[start Material provided]

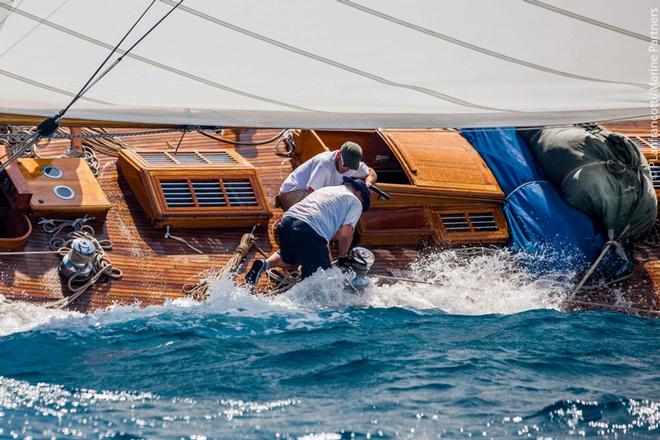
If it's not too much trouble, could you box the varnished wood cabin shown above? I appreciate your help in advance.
[0,118,660,312]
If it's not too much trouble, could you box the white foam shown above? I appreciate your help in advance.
[0,295,83,336]
[0,249,571,336]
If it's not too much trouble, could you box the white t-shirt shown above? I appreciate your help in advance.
[280,151,369,192]
[283,185,362,242]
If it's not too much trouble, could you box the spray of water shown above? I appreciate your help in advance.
[0,249,572,336]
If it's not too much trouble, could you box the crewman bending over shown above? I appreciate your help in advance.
[277,142,377,211]
[245,177,370,285]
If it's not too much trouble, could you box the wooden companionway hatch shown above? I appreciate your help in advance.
[292,130,509,245]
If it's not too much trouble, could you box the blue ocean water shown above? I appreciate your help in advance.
[0,251,660,440]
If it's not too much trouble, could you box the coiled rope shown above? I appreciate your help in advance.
[182,224,265,301]
[38,215,123,309]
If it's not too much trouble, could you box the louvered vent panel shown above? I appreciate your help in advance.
[468,212,498,232]
[204,151,238,163]
[172,153,206,165]
[160,180,195,208]
[640,136,660,148]
[440,214,470,232]
[651,165,660,189]
[223,180,257,206]
[192,180,227,207]
[138,153,175,165]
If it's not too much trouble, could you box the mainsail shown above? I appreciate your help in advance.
[0,0,658,128]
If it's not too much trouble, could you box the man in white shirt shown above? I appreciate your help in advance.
[245,177,370,285]
[277,142,377,211]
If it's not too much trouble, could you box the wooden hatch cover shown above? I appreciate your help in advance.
[381,130,504,198]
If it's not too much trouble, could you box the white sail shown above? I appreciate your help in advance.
[0,0,658,128]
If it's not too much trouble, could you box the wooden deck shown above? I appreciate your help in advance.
[0,123,660,312]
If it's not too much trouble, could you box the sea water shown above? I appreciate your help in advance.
[0,251,660,440]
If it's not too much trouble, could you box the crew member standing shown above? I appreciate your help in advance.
[245,177,370,285]
[277,142,377,211]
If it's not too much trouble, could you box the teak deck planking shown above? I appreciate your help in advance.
[0,121,660,312]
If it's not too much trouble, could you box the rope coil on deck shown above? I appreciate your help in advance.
[38,215,123,309]
[182,225,263,301]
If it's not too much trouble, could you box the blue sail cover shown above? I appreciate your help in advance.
[463,128,604,270]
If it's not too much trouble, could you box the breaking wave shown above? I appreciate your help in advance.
[0,249,573,336]
[0,250,660,440]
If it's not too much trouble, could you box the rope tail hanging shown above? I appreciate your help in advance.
[183,224,264,301]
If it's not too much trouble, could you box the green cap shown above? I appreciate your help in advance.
[341,141,362,170]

[end Material provided]

Instruction:
Pull every line of the listing above into your reply verbatim, leaving the picture out.

Task result:
If it's not too much trouble, could you box the varnished wood cabin shown above? I appreciate your help in advance.
[0,118,660,312]
If it's not too much trouble, could you box the white foam shown above? I appreciate your help in advance.
[0,295,83,336]
[0,249,571,336]
If it's not too much trouble, could you box the white t-shirt shown above? I appreciate your help in advance.
[280,151,369,192]
[283,185,362,242]
If it's not too much trouble, could you box the spray of water shown above? I appreciate your help in advance.
[0,249,572,336]
If it's not too much trouble, could you box the crewman bending over shown above? I appreciate your help in advance.
[277,142,377,211]
[245,177,370,285]
If it's not too much trouble, could you box the wooden companionway hatch shown above? I appreciate your help in advance.
[292,130,509,245]
If it's not too much trouble, could you box the blue ocean water shown above? I appreciate your help in advance.
[0,251,660,440]
If it's not too much trouble, could you box the coiled rope shown above? I appreciate your help in advance.
[182,224,265,301]
[38,215,123,309]
If it's not too much trouble, could you box the louvered vent panel shown above? I appreciate your help in advance.
[468,212,498,232]
[204,151,238,163]
[172,153,206,165]
[160,180,195,208]
[640,136,660,148]
[440,214,470,232]
[651,165,660,189]
[223,180,257,206]
[192,180,227,207]
[138,153,175,165]
If it's not too much trouble, could you box the mainsail shown above? I appreciate your help in advance.
[0,0,658,128]
If it's not too much trouble, could you box the man in white shirt shown above? I appreciate your help in advance.
[245,177,370,285]
[277,142,377,211]
If it's not too much trouble, could you box the wooden hatch cover shown above? I appreciate your help in advance.
[381,130,504,198]
If it's not too much trouble, could you box the white sail shown above? I appreciate your help in advance.
[0,0,658,128]
If it's not too much trouble, could you box the wooden deck shown above? I appreciate your help in advance.
[0,123,660,312]
If it's not too much trouble, could you box the sea water shown above? I appreciate your help in advance.
[0,251,660,440]
If it's not too much trouble, could you box the crew member standing shown above? I appreciate your help in advance.
[245,177,370,285]
[277,142,377,211]
If it's not too much trouble, could you box the teak deck planking shown above? I appreciate your help in advance.
[0,121,660,312]
If it's not too much trouble, could you box the rope coil on deck shown above? I appreciate your help in advance.
[38,215,123,309]
[182,225,263,301]
If it's not too much trouble, could you box the blue sail cover shown above? I appreciate your help in advance.
[463,128,604,270]
If it's not too much trouble, could you box the breaking wave shown above? I appreciate your help in advance.
[0,249,573,336]
[0,250,660,440]
If it's not too much trouble, could you box the rope tail hanging shown above? I appreciate your help in advance.
[183,224,264,301]
If it's not too much trouble, could you box the green cap shown above? I appreciate your help in advance.
[341,141,362,170]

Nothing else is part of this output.